• **What is expected**:
Down to the last line, restate the records below word for word, dropping every image.

********

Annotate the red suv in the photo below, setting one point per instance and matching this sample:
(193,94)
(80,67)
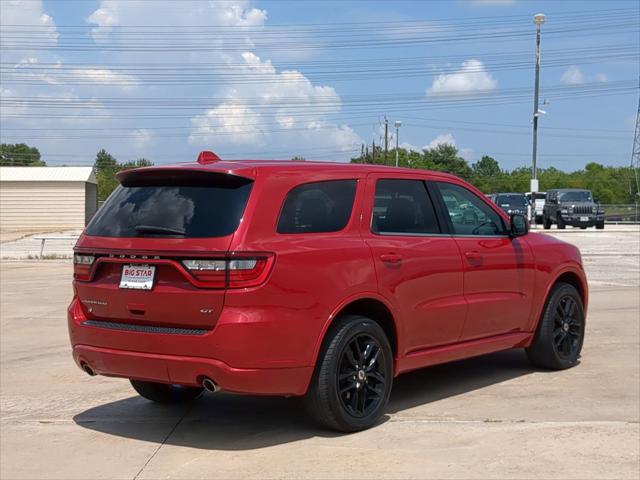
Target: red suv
(311,279)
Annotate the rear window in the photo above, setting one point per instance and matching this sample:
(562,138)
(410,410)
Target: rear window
(318,207)
(206,205)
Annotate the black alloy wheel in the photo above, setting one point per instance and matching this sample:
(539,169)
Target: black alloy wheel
(353,377)
(558,340)
(568,333)
(361,376)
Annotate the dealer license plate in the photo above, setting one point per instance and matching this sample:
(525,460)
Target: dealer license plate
(139,277)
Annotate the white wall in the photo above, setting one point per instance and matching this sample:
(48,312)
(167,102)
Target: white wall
(42,205)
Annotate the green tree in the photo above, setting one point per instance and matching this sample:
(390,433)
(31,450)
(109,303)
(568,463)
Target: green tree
(19,155)
(105,161)
(445,158)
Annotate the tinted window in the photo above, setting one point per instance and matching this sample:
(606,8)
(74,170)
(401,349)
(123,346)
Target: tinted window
(468,213)
(318,207)
(579,196)
(403,206)
(513,201)
(173,208)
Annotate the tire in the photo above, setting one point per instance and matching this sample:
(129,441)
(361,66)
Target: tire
(165,393)
(561,225)
(343,396)
(560,334)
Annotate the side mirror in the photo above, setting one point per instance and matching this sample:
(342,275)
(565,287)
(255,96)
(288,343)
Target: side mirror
(519,225)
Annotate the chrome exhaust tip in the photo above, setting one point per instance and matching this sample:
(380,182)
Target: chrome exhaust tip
(210,385)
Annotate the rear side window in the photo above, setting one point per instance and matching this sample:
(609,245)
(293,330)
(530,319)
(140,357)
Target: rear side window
(206,206)
(318,207)
(468,214)
(403,206)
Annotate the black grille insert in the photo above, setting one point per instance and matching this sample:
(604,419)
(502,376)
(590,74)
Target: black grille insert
(144,328)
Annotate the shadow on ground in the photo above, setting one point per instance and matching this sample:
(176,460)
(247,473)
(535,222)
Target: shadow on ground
(233,422)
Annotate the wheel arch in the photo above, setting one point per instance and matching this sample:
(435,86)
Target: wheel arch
(569,275)
(370,306)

********

• **Result of the task**:
Annotate the red suv in the photo below, setting one point per instance and matching this sample:
(193,94)
(80,67)
Target: red suv
(311,279)
Annotate the rear window in the photo above, setting one point per instance and matching this sample:
(562,138)
(410,410)
Target: rear window
(318,207)
(206,205)
Annotate the black alloy wheel in the photo above, setting one point per instance and matching this sample:
(539,169)
Target: black alloy wheel
(353,377)
(558,340)
(568,333)
(361,376)
Annotate the dealer license plate in the photo above, setting one point per instance and matching this sample:
(525,460)
Target: dealer license plate
(139,277)
Annotate the white wall in the photo above, setting one point per instance and matching this sample:
(48,312)
(167,102)
Target: white wall
(42,205)
Annotate the green tree in the photo above, setting one point per instance and matching this sample:
(390,433)
(31,450)
(109,303)
(568,463)
Target: green tree
(19,155)
(105,161)
(445,158)
Annotate the tinted window in the photo above, setting one point per instance and matching this sample:
(606,8)
(74,170)
(401,349)
(123,346)
Target: tinted window
(468,213)
(318,207)
(579,196)
(403,206)
(513,201)
(173,208)
Annotate the tire in the photo above, setting one point per instance and matching this sample:
(129,441)
(361,66)
Target: tire
(165,393)
(561,225)
(343,396)
(560,334)
Annotate the side mirror in the photo above, setting one point per instance and matching this sample:
(342,275)
(565,287)
(255,96)
(288,343)
Target: side mirror
(519,225)
Annotate the chrome exhaust tip in the photo above, setting one point per instance and matching this sample:
(380,182)
Target: chrome exhaust tip
(210,385)
Annotate the rear side window in the photo above, setting one point per instance and matching this sample:
(609,245)
(293,330)
(530,319)
(140,357)
Target: rear side window
(206,206)
(318,207)
(468,214)
(403,206)
Annotate the black grille insert in the photo above, setting one point per instance and matching this sample:
(604,419)
(502,376)
(590,74)
Target: black grille insert
(144,328)
Annotate the shadow on ground in the photo above, setting one point per instance and matching this sample:
(176,460)
(247,473)
(535,222)
Target: shadow on ground
(233,422)
Annotate the wheel arch in the photo above, setting one point per instance and matching this sample:
(435,86)
Target: wheel arch
(569,275)
(370,306)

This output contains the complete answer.